Word for word, the records below are to be set down again.

[Records from a data collection]
----
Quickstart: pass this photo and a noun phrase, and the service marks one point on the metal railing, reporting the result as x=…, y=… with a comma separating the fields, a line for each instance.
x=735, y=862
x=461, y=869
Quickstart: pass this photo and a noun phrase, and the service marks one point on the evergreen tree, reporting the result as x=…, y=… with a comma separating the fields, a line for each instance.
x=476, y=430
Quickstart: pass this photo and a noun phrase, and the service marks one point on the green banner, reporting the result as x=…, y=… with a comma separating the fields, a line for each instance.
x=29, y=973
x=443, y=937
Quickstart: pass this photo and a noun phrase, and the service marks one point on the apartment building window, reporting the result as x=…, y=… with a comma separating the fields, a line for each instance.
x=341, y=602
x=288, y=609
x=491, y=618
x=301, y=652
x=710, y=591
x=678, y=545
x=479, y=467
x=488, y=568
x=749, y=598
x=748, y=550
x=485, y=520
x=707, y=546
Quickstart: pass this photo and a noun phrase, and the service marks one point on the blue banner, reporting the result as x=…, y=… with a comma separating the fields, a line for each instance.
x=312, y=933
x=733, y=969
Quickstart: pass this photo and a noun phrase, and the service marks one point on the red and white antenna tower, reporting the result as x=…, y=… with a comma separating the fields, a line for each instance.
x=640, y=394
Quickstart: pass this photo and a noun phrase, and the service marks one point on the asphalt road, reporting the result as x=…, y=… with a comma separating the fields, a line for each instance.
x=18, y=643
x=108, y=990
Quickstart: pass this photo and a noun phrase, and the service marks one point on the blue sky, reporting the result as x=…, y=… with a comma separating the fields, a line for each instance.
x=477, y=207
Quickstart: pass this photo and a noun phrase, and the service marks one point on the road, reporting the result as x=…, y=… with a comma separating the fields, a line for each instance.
----
Answer for this exercise ▸
Quickstart: pass this photo and a noun phrase, and the service marks one point on the metal railing, reporting the result as x=…, y=… with a comma separating the fields, a line for each instance.
x=735, y=862
x=461, y=869
Quickstart: pass this photo and a noun phrase, and the service marks one point on the evergreen tree, reporting the result as x=…, y=… with a comma separating the fields, a line for each instance.
x=476, y=430
Quickstart: pass this photo and a noun phrase, and the service marks one point on the green banner, reporting the result as x=…, y=… with a comma separating the fields, a line for each instance.
x=29, y=973
x=443, y=937
Quickstart: pass this photo and a noun phrase, and the service marks one point on the apartment building window, reporting the result as x=…, y=… with a comma separating the fields, a line for each instance.
x=341, y=602
x=288, y=609
x=491, y=618
x=301, y=652
x=710, y=591
x=678, y=545
x=479, y=467
x=488, y=568
x=749, y=598
x=748, y=550
x=485, y=520
x=707, y=546
Quickstart: pass this photo and a noun phrase, and the service marks one point on the blue banner, reporting the result as x=…, y=… with a comma separating the fields, a line for each instance.
x=312, y=933
x=733, y=969
Quickstart: pass this photo and a noun phrase, and the service marks one point on the red and white antenna tower, reporting the result as x=…, y=… with a comma separating the fields, a line for each instance.
x=640, y=394
Quickstart: pass this photo and a noun phrase, and the service marks one point on the asphalt road, reporting the result as x=…, y=… with a comma separating the fields, a line for each instance.
x=18, y=643
x=108, y=990
Quickstart: pass this photo and a noun phrase, and the service marks one point on the blue sky, reporting the result as x=…, y=… with a comma separating the fields, a line for each instance.
x=477, y=207
Quickstart: pass this photo and a noun phrase, and the service marks one point on the road, reporting the result as x=…, y=… with a comma separating the fields, a line for each instance.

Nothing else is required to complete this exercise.